--- BEGIN Dataset entries ---
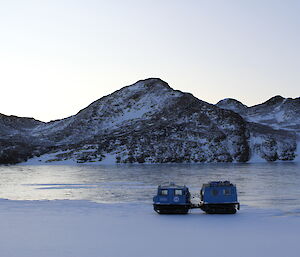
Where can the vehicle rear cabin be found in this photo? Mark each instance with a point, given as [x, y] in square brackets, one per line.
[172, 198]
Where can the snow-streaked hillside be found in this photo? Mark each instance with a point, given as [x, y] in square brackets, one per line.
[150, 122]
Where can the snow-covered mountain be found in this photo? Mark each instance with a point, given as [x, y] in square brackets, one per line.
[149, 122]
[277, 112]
--- END Dataset entries ---
--- BEGIN Dataset entries ---
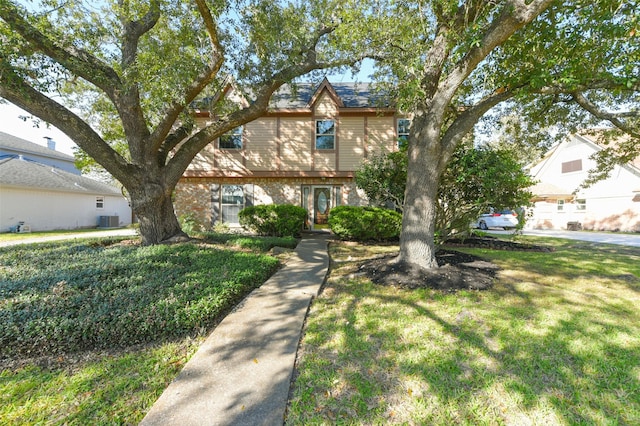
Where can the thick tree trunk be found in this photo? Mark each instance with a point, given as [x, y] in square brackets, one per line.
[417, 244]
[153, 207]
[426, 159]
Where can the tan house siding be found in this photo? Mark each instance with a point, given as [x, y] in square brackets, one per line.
--- END Dataset entries ---
Output the stretch of the material that opens with the line containing "Where can the thick" and closes with the line containing "Where can the tan", both lines included, as a JSON array of strings with one string per line and blank lines omitted.

Solution for this problem:
[
  "Where can the thick tree trunk be found in this photo? Mark each instance with a point, given as [x, y] in square brackets, one per line.",
  "[417, 244]",
  "[153, 207]",
  "[426, 159]",
  "Where can the tan house siding be found in this photo? Mark each instance with a point, given as [x, y] in square brackets, one per line."
]